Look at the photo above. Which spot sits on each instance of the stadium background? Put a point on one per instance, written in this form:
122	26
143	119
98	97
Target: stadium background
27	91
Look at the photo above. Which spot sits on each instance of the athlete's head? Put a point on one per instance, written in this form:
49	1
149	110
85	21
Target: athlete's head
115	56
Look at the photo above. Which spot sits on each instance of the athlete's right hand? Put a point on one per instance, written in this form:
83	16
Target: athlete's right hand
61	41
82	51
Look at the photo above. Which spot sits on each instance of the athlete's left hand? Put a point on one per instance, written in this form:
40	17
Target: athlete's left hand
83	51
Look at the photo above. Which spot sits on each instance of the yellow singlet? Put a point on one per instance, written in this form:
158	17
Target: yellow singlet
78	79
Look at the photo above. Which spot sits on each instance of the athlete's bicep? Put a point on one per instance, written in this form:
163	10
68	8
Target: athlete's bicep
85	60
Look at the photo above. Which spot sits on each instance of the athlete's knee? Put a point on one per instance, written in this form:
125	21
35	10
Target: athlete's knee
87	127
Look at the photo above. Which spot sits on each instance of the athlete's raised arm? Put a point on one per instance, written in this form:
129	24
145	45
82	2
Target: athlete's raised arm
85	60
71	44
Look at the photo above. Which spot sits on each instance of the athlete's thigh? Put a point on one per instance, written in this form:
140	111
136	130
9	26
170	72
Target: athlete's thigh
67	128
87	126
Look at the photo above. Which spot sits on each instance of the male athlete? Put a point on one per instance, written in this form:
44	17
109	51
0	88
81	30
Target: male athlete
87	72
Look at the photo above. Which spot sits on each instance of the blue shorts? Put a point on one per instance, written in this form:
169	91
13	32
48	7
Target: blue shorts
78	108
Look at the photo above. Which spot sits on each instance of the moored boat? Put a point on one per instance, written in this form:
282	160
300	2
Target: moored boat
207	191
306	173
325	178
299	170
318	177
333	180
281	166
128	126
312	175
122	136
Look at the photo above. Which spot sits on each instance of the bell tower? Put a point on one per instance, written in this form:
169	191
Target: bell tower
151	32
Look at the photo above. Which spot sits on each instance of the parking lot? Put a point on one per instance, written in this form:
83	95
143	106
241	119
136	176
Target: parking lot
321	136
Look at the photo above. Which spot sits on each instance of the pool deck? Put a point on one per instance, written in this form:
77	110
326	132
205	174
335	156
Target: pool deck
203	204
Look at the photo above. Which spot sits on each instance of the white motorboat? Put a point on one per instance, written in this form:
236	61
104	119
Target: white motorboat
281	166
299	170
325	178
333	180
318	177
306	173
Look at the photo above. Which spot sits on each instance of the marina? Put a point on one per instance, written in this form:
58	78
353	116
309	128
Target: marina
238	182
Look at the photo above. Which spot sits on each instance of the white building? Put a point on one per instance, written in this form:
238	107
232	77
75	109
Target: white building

* **What to produce**:
The reply should hold only how many lines in the material include the word "building".

* **Answer space**:
2